§ **Objective 1**: Lay out as a numbered list the lines of the listing below, from the line containing "of the largemouth" through the last line of the listing, both included, and leave out blank lines.

§ **Reading text**:
In June, 2006, the Company adopted the accounting guidance with respect to accounting for conditional obligations.  Accordingly, an entity is required to recognize a liability for the fair value of a conditional asset retirement obligation if the fair value can be reasonably estimated. The Company estimates a fair value of the obligation on each well in which it owns an interest by identifying costs associated with the future dismantlement and removal of production equipment and facilities and the restoration and reclamation of a production operation’s surface to a condition similar to that existing before oil and natural gas extraction began.

In general, the amount of an Asset Retirement Obligation (“ARO”) and the costs capitalized will be equal to the estimated future cost to satisfy the abandonment obligation using current prices that are escalated by an assumed inflation factor up to the estimated settlement date which is then discounted back to the date that the abandonment obligation was incurred using an assumed cost of funds for the Company. After recording these amounts, the ARO is accreted to its future estimated value using the same assumed cost of funds and the liability is increased each period as the retirement obligation approaches.  See Note 6 for a discussion of our estimated Asset Retirement Obligation.

§ **Rows**:
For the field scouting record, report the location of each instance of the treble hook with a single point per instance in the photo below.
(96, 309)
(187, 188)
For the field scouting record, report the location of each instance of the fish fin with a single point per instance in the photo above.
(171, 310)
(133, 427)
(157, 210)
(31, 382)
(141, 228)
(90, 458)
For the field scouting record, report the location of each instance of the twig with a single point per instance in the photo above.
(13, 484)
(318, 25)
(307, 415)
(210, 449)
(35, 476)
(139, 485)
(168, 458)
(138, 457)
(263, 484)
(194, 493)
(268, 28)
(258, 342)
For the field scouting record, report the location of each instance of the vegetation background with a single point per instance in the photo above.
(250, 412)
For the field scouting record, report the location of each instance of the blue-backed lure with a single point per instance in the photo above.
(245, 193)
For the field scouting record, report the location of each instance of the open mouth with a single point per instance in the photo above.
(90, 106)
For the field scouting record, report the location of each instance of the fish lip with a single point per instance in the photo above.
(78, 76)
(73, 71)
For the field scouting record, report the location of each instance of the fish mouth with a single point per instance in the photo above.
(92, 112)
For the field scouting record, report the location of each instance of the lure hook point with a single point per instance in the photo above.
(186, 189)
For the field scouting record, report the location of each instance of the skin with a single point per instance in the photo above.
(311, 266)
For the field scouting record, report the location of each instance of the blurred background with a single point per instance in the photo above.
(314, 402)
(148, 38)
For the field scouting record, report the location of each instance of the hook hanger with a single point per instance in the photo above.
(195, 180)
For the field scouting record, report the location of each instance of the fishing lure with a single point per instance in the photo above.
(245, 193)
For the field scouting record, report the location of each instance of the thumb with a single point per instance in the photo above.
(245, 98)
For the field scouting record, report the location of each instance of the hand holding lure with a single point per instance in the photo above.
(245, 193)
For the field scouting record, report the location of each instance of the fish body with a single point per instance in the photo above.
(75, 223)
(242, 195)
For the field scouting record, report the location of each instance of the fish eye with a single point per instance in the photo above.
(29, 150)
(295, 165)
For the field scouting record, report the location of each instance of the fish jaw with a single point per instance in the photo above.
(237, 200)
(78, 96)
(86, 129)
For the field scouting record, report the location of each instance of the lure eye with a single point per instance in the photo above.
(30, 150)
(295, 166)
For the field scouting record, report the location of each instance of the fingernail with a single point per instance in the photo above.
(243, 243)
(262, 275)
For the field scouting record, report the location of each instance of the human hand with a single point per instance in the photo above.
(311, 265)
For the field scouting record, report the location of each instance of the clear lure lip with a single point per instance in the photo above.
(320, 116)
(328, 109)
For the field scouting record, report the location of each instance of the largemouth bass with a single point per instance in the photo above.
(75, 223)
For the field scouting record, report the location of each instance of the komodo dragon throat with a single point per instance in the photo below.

§ **Objective 2**: Continue the passage on accounting for asset retirement obligations from the point where it ends.

§ **Final answer 1**:
1. For the field scouting record, report the location of each instance of the largemouth bass with a single point per instance in the photo above.
2. (75, 223)
3. For the field scouting record, report the location of each instance of the komodo dragon throat with a single point per instance in the photo below.

§ **Final answer 2**:
At December 31, 2011, we had $130,397 of asset retirement obligations.
 
New Accounting Pronouncements
 
In December 2011, the Financial Accounting Standards Board (FASB) issued Accounting Standards Update (ASU) 2011-12, “Deferral of the Effective Date for Amendments to the Presentation of Reclassifications of Items out of Accumulated Other Comprehensive Income in Accounting Standards Update No. 2011-05.  This update defers the requirement to present items that are reclassified from accumulated other comprehensive income to net income in both the statement of income where net income is presented and the statement where other comprehensive income is presented.  The adoption of ASU 2011-12 is not expected to have a material impact on our financial position or results of operations.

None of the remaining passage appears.